EXERCISE REQUIREMENTS:
Every single entry needs to appear again exactly as given.
------ RECORD EXCERPTS
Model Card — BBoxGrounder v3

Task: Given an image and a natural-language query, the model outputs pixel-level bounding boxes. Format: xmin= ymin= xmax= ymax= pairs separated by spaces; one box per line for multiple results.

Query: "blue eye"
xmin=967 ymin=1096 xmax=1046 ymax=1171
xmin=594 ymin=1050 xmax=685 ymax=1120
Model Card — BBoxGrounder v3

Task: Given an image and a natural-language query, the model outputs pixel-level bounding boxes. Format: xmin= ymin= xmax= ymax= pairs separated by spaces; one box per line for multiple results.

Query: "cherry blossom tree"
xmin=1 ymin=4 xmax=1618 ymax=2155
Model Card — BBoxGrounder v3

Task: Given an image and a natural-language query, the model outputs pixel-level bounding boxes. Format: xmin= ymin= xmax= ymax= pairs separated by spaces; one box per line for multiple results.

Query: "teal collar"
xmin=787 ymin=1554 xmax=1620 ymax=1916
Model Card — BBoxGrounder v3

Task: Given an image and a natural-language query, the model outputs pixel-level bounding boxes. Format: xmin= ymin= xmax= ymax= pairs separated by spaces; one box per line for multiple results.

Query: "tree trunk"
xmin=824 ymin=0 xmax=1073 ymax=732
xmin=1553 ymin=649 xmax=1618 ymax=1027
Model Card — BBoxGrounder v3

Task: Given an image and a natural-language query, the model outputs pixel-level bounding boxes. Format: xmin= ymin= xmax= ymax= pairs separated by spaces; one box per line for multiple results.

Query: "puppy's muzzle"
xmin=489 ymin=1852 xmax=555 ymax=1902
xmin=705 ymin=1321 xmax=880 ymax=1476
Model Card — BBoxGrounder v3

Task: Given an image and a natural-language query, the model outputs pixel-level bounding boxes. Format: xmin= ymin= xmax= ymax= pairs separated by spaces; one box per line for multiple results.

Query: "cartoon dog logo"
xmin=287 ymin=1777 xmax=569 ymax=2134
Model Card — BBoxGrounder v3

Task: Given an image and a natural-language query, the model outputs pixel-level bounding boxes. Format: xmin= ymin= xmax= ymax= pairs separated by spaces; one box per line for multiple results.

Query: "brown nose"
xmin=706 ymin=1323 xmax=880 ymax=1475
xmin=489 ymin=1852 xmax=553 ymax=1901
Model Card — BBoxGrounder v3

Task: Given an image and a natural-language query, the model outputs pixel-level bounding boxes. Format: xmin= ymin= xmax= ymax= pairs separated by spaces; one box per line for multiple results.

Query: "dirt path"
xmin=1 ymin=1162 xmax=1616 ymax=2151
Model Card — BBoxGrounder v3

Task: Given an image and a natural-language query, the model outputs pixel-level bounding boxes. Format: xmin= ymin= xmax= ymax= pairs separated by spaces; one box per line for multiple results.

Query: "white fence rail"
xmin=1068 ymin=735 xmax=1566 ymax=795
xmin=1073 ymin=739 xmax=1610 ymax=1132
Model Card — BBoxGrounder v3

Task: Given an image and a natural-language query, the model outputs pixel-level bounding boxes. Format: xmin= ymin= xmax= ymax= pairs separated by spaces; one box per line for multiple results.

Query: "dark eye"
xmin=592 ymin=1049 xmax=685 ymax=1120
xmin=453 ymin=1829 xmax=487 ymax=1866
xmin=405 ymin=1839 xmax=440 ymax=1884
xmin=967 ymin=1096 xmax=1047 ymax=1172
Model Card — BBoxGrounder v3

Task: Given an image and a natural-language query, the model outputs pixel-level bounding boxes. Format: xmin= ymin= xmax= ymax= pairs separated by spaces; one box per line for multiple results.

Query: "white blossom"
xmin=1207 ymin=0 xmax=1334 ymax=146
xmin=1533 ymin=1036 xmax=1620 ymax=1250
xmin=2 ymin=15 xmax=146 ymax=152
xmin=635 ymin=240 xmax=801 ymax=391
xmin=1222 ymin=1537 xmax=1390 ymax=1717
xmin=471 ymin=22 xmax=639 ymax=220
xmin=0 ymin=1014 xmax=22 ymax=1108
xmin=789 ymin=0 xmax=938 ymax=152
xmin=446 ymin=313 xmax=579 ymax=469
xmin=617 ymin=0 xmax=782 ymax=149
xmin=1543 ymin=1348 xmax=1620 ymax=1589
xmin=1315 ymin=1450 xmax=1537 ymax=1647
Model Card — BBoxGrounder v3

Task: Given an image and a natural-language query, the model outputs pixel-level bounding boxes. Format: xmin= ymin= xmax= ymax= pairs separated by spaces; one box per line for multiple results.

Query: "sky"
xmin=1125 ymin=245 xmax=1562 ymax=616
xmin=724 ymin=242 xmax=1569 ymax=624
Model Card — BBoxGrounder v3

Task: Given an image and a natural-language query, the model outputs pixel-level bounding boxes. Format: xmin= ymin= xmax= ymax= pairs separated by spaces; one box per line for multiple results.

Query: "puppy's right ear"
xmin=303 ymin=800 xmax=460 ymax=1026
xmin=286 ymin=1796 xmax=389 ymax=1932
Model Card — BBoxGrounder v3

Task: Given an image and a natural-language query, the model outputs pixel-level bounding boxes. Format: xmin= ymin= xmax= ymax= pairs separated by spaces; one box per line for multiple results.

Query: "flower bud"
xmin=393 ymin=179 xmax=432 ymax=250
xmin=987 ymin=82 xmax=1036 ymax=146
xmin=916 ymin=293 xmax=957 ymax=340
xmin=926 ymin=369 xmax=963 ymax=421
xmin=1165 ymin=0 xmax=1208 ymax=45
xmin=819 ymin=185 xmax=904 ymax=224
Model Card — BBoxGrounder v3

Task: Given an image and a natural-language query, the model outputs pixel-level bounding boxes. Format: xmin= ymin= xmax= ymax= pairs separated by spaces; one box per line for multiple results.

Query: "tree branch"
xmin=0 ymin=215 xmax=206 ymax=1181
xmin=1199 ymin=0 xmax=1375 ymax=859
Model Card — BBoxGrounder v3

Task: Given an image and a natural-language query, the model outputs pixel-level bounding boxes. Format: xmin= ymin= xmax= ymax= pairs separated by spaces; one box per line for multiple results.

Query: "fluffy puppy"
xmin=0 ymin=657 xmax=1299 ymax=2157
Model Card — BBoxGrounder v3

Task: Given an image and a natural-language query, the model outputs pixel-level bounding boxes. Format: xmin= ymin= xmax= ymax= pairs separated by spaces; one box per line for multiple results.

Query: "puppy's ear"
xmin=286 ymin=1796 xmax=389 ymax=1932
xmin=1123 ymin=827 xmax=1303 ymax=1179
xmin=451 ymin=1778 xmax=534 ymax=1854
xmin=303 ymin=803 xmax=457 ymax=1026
------------
RESPONSE TO THIS TASK:
Model Card — BBoxGrounder v3

Task: Given an image and a natural-language query, the model outputs pixel-level bounding boxes. Format: xmin= ymin= xmax= ymax= pairs separated by spaces; one box per line for multiple results.

Query: "blue eye"
xmin=967 ymin=1096 xmax=1046 ymax=1171
xmin=594 ymin=1050 xmax=685 ymax=1120
Model Card — BBoxGrounder v3

Task: Given an image and a natural-language query, the model outputs pixel-level bounding boxes. Format: xmin= ymin= xmax= ymax= pairs separated by spaces; one box per line for multiple results.

Query: "cherry blossom tree"
xmin=1 ymin=4 xmax=1618 ymax=2155
Model Card — BBoxGrounder v3

Task: Given an image and a natural-language query, the model outputs pixel-level bounding boxes. Format: xmin= ymin= xmax= ymax= pairs separated by spaces; one box per line for multiple results.

Query: "teal collar"
xmin=787 ymin=1554 xmax=1620 ymax=1916
Model Card — BBoxGrounder v3

Task: Given an image and a natural-language query, the model outputs pixel-level bounding boxes. Format: xmin= ymin= xmax= ymax= pairs separated by spaces; one box per line for multiple results.

Query: "tree trunk"
xmin=824 ymin=0 xmax=1073 ymax=732
xmin=1553 ymin=649 xmax=1618 ymax=1027
Model Card — BBoxGrounder v3

Task: Given an image and a natural-language query, the model outputs pixel-level bounding boxes. Format: xmin= ymin= xmax= ymax= pairs separated by spaces; one box per line for multiple results.

Query: "puppy's muzzle"
xmin=489 ymin=1852 xmax=555 ymax=1902
xmin=705 ymin=1321 xmax=880 ymax=1476
Model Card — BBoxGrounder v3

Task: Given an image and a natural-language query, the model outputs pixel-level bounding boxes. Format: xmin= ymin= xmax= ymax= pairs separated by spaces; one box per line for multiple results.

Query: "cartoon dog logo"
xmin=287 ymin=1777 xmax=569 ymax=2134
Model Card — BBoxGrounder v3

Task: Given an image and a natural-language query, the model outputs pixel-level bounding boxes. Format: xmin= ymin= xmax= ymax= pairs separated by spaces; one box per line for multiple results.

Query: "brown nose"
xmin=706 ymin=1323 xmax=880 ymax=1475
xmin=489 ymin=1852 xmax=553 ymax=1901
Model Card — BBoxGrounder v3

Task: Given an image and a natural-language query, the model outputs pixel-level bounding boxes. Format: xmin= ymin= xmax= ymax= pairs separated by spaces; one box per line for multiple results.

Query: "dirt path"
xmin=1 ymin=1162 xmax=1616 ymax=2151
Model Card — BBoxGrounder v3

Task: Given an image and a natural-language query, the model outputs pixel-level bounding boxes. Format: xmin= ymin= xmax= ymax= pairs separated by spaces; one box per line for multiple results.

Query: "white fence rail"
xmin=1068 ymin=735 xmax=1566 ymax=795
xmin=1073 ymin=739 xmax=1610 ymax=1132
Model Card — BBoxGrounder v3

Task: Given an image and a natural-language query, the model outputs pixel-level bounding boxes. Format: xmin= ymin= xmax= ymax= pairs separated by spaces; one box per line for multiple results.

Query: "dark eye"
xmin=592 ymin=1049 xmax=685 ymax=1120
xmin=453 ymin=1829 xmax=487 ymax=1866
xmin=405 ymin=1839 xmax=440 ymax=1884
xmin=967 ymin=1096 xmax=1047 ymax=1172
Model Card — BBoxGrounder v3

Task: Given an image and a natural-language query, the model outputs pixel-level bounding boxes. Format: xmin= ymin= xmax= ymax= pairs separated by spaces; one box per line for multiple results.

Query: "white blossom"
xmin=1207 ymin=0 xmax=1334 ymax=146
xmin=1533 ymin=1036 xmax=1620 ymax=1250
xmin=2 ymin=15 xmax=146 ymax=152
xmin=635 ymin=240 xmax=801 ymax=391
xmin=1222 ymin=1537 xmax=1390 ymax=1717
xmin=471 ymin=22 xmax=639 ymax=220
xmin=0 ymin=1014 xmax=22 ymax=1108
xmin=789 ymin=0 xmax=938 ymax=152
xmin=446 ymin=313 xmax=579 ymax=469
xmin=617 ymin=0 xmax=782 ymax=149
xmin=1543 ymin=1348 xmax=1620 ymax=1589
xmin=1315 ymin=1450 xmax=1537 ymax=1647
Model Card — BBoxGrounder v3

Task: Given an image and a natural-language query, the model outputs pixel-level bounding boxes. Format: xmin= ymin= xmax= ymax= pairs separated by spaces; one box per line for multiple results.

Query: "sky"
xmin=1125 ymin=245 xmax=1562 ymax=616
xmin=724 ymin=242 xmax=1569 ymax=624
Model Card — BBoxGrounder v3

Task: Given an image and a natural-language query, the model outputs pixel-level bounding boxes. Format: xmin= ymin= xmax= ymax= pairs separated by spaces; one box per line for multiple results.

Query: "puppy's right ear"
xmin=303 ymin=800 xmax=460 ymax=1026
xmin=286 ymin=1796 xmax=389 ymax=1932
Model Card — BBoxGrounder v3

Task: Given an image and a natural-language query, the model outputs pixel-level bounding boxes. Format: xmin= ymin= xmax= ymax= pairs separated by spaces; one box per line for multiple results.

Query: "flower bud"
xmin=393 ymin=179 xmax=432 ymax=250
xmin=987 ymin=82 xmax=1036 ymax=146
xmin=916 ymin=293 xmax=957 ymax=340
xmin=926 ymin=369 xmax=963 ymax=421
xmin=1165 ymin=0 xmax=1208 ymax=45
xmin=819 ymin=185 xmax=904 ymax=224
Model Card — BBoxGrounder v3

Task: Given an image and a natural-language query, the model outputs pixel-level bounding boxes. Format: xmin= ymin= xmax= ymax= pairs separated by spaces; one box per line for multiple results.

Query: "tree branch"
xmin=0 ymin=215 xmax=206 ymax=1181
xmin=1199 ymin=0 xmax=1375 ymax=859
Model Card — BBoxGrounder v3

Task: Given an image and a natural-language query, the model outputs pixel-level bounding boxes. Format: xmin= ymin= xmax= ymax= pairs separated by spaces; one box per line for multiple results.

Query: "fluffy puppy"
xmin=0 ymin=657 xmax=1299 ymax=2157
Model Card — BBoxGrounder v3

Task: Given an image and a natural-language query, the model outputs pixel-level bounding boxes. Format: xmin= ymin= xmax= ymax= pairs separated by spaces; one box per line for multiple results.

Query: "puppy's ear"
xmin=286 ymin=1796 xmax=389 ymax=1932
xmin=1123 ymin=827 xmax=1303 ymax=1179
xmin=451 ymin=1778 xmax=534 ymax=1854
xmin=303 ymin=803 xmax=457 ymax=1026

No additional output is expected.